QUOTED PASSAGE
>>>>

In summary: some degree of relevance, including relevance to credit, is a sine qua non requirement for admitting evidence. If it has any relevance, then it has some potential for prejudice. The degree of relevance can be weighed against the amount of prejudice, and other factors may be taken into account. The judge must be satisfied that the parties will not have a fair trial, or that a witness's credit cannot be fairly assessed, unless the evidence is admitted. The statutory exclusion does not apply if, in his view, the interests of justice otherwise dictate."
"To my mind that submission can only be correct if the evidence of the spent convictions had so little relevance to the issue of credibility that its exclusion from the trial could not properly have made any material difference to the outcome. If the evidence could properly have made a material difference, then it seems to me self-evident that justice indicates that it should not be excluded….

<<<<

REQUIREMENT 1
Which lines in the records below contain the word "city"? Find and copy each of them.

LISTED RECORDS

>>>>

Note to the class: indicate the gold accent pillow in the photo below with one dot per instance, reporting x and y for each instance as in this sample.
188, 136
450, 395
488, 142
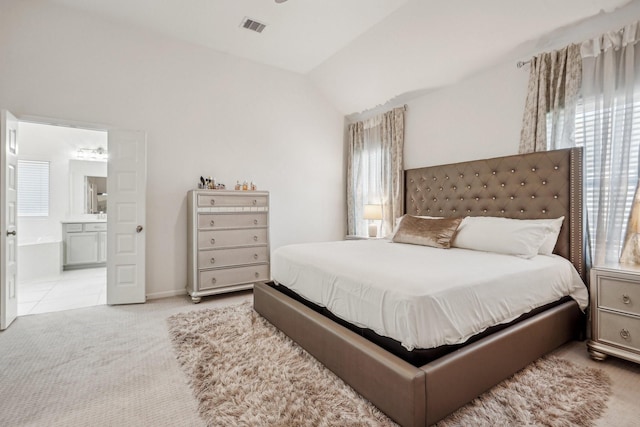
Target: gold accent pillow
435, 232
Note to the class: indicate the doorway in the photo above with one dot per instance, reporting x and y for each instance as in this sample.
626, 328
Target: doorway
61, 217
124, 239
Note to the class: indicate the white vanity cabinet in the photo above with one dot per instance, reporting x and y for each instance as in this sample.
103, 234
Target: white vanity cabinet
228, 241
85, 244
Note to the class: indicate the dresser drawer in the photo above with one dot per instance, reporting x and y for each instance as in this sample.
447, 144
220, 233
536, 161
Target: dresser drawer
233, 276
619, 294
217, 220
619, 329
224, 238
231, 200
234, 256
97, 226
73, 228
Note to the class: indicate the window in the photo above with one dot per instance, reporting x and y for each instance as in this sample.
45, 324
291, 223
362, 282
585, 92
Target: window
606, 153
33, 188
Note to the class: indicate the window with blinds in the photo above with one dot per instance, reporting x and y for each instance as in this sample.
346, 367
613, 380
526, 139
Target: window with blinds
33, 188
606, 153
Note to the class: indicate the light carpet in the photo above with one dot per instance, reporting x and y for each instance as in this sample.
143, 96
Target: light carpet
245, 372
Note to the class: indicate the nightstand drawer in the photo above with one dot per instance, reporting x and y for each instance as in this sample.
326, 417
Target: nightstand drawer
233, 276
252, 219
619, 329
236, 256
619, 294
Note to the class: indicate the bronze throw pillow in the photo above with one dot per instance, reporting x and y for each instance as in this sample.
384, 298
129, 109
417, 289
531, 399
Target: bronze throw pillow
427, 232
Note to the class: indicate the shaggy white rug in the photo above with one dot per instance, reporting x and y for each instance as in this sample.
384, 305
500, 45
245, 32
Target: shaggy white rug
245, 372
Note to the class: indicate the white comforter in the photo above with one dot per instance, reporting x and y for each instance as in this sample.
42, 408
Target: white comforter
420, 296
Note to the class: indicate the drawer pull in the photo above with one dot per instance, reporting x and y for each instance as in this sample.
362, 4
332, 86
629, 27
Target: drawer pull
625, 334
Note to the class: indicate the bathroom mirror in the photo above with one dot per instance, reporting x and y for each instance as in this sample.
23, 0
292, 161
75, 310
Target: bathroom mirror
96, 194
82, 175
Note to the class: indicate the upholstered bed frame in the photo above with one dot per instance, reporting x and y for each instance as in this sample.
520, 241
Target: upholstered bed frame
537, 185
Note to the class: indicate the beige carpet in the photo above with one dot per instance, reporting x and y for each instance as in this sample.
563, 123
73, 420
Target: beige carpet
245, 372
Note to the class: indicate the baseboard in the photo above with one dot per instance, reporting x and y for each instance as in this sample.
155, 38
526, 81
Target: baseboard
166, 294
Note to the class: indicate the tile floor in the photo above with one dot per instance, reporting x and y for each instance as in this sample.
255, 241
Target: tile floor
70, 289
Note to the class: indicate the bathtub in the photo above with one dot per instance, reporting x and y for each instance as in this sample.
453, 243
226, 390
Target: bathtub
39, 259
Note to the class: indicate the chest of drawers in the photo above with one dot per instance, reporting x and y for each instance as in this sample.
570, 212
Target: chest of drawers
615, 312
228, 241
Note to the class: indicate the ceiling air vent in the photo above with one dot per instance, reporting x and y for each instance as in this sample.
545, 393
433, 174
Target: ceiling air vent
253, 25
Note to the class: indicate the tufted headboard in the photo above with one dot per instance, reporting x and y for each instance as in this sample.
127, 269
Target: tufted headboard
526, 186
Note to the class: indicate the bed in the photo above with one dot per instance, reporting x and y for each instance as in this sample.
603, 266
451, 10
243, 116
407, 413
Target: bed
532, 186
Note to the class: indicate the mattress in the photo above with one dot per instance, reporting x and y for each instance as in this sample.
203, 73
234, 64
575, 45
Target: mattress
419, 296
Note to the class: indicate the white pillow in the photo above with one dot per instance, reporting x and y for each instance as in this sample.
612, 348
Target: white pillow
509, 236
551, 239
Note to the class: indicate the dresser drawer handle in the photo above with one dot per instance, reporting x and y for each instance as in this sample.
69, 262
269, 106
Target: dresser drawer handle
625, 334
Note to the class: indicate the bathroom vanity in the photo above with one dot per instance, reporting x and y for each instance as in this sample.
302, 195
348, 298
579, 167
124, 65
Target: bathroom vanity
85, 244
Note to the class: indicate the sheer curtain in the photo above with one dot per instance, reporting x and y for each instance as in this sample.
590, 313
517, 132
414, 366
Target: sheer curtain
554, 85
375, 170
610, 121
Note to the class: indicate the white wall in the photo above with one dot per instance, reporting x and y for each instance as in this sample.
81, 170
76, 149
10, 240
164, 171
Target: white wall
205, 113
475, 119
481, 116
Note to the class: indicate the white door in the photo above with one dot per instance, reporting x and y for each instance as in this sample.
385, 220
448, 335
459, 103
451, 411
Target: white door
126, 190
8, 216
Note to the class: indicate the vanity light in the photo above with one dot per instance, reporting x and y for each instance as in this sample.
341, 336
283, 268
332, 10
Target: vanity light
97, 154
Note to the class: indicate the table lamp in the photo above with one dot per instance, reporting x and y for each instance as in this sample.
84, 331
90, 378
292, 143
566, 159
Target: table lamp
372, 213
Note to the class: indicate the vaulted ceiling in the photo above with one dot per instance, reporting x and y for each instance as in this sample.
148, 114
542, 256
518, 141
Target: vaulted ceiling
360, 53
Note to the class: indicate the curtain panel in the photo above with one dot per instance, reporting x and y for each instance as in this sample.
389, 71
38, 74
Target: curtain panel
375, 170
554, 85
611, 117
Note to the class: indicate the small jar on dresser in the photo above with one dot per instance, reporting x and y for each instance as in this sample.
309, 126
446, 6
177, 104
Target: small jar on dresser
615, 312
228, 241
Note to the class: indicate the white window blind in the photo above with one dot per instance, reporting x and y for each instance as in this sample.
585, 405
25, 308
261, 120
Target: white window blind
593, 124
33, 188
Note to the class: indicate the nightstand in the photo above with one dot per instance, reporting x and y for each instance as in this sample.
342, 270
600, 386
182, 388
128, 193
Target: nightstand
615, 312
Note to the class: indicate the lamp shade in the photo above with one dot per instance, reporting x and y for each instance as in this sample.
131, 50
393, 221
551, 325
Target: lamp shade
372, 212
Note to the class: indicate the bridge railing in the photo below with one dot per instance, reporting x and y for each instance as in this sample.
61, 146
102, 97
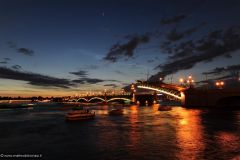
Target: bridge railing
173, 93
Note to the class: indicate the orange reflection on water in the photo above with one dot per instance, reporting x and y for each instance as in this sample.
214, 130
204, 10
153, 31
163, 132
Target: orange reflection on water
228, 142
189, 134
134, 135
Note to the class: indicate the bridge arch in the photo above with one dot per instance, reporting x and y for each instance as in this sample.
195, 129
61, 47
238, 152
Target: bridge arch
96, 98
229, 101
112, 99
163, 92
82, 99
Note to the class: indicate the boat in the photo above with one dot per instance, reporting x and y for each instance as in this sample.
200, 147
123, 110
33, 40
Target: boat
79, 114
116, 112
164, 108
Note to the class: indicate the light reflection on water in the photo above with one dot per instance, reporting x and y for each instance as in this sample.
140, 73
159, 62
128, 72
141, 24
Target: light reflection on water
141, 133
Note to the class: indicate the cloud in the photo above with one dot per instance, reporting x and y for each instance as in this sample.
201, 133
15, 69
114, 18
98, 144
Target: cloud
232, 69
3, 62
88, 80
150, 61
26, 51
80, 73
222, 44
11, 44
92, 66
173, 20
22, 50
127, 49
175, 35
34, 78
7, 59
215, 71
120, 72
111, 85
17, 67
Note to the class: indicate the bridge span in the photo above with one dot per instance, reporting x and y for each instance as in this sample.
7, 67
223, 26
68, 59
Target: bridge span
191, 97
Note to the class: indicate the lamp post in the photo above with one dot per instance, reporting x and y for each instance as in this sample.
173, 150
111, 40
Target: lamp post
105, 95
190, 81
133, 92
220, 84
181, 80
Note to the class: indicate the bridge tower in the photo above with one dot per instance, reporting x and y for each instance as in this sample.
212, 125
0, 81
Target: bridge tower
105, 96
133, 93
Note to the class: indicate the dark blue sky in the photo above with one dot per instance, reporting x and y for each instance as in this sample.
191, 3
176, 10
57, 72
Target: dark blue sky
50, 39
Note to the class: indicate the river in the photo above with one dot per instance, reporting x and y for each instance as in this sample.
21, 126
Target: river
142, 132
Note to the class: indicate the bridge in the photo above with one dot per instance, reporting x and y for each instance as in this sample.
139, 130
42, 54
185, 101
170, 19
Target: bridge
187, 95
191, 97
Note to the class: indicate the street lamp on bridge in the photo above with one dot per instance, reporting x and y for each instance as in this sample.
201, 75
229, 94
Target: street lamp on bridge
220, 84
181, 80
190, 81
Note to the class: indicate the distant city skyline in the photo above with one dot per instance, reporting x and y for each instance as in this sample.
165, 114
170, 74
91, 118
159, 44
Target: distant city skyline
57, 48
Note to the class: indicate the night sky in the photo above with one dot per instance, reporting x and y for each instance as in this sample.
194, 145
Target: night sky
52, 48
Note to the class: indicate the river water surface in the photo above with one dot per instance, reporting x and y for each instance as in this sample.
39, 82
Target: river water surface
141, 133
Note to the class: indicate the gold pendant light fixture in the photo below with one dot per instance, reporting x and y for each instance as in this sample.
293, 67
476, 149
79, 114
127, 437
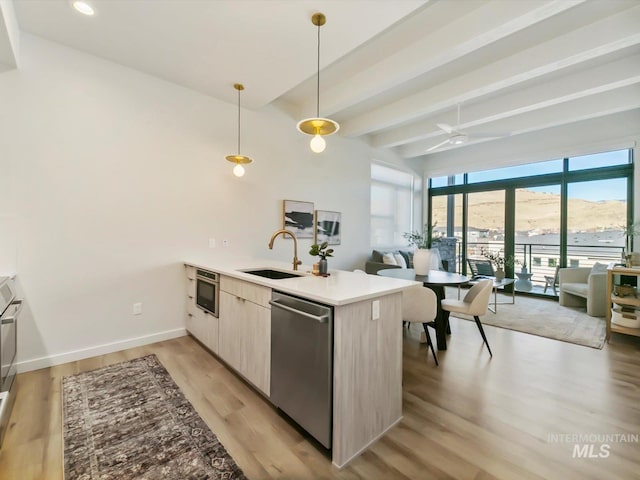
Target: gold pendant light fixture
238, 159
318, 127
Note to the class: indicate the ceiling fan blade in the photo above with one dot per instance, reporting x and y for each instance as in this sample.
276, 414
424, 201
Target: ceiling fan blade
490, 135
445, 126
438, 145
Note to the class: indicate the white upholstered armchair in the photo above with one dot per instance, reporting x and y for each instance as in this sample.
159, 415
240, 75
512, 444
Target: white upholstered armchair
584, 284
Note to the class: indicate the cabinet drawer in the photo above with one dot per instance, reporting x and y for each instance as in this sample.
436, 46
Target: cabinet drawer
247, 290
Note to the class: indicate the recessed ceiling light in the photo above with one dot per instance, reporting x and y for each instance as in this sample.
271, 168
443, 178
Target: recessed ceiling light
83, 7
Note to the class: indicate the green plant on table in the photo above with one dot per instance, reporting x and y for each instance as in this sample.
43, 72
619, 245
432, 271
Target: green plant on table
498, 259
421, 240
322, 250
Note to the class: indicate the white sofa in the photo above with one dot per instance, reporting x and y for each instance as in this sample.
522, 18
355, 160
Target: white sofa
584, 285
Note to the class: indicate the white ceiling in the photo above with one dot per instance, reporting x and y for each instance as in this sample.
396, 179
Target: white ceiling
391, 70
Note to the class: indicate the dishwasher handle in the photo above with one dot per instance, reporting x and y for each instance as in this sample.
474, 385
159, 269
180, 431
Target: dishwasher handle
321, 318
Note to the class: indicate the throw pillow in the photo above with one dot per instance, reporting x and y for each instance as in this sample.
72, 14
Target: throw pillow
400, 260
389, 259
376, 256
408, 258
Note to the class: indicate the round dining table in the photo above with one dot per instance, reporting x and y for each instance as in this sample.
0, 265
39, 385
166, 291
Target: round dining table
436, 280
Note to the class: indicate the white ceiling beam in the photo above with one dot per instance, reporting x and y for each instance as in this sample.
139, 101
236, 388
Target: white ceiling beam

<<<<

REQUIREMENT 2
Extend the passage above on admitting evidence of spent convictions, starting right after its final sentence.

WRITTEN RESPONSE 1
Note to the class: indicate the distant city skyline in the photo above with one dot per instance, reporting x and y for each instance as in this sample.
Target: distant city skyline

WRITTEN RESPONSE 2
In my view, the only escape route from this would be if it could be shown not only that the evidence could not properly have made a material difference, but also that the jury might well have unreasonably or perversely thought it did…."
"It is possible that I might myself have excluded the evidence on the grounds that it had little or no relevance to the credibility of the plaintiff; but since I accept that others could reasonably hold the opposite view, it seems to me that it would be wrong to substitute this possible view for that held by the judge who had the advantage, which I do not, of actually conducting the trial and thus of being able better to judge what justice required to be done."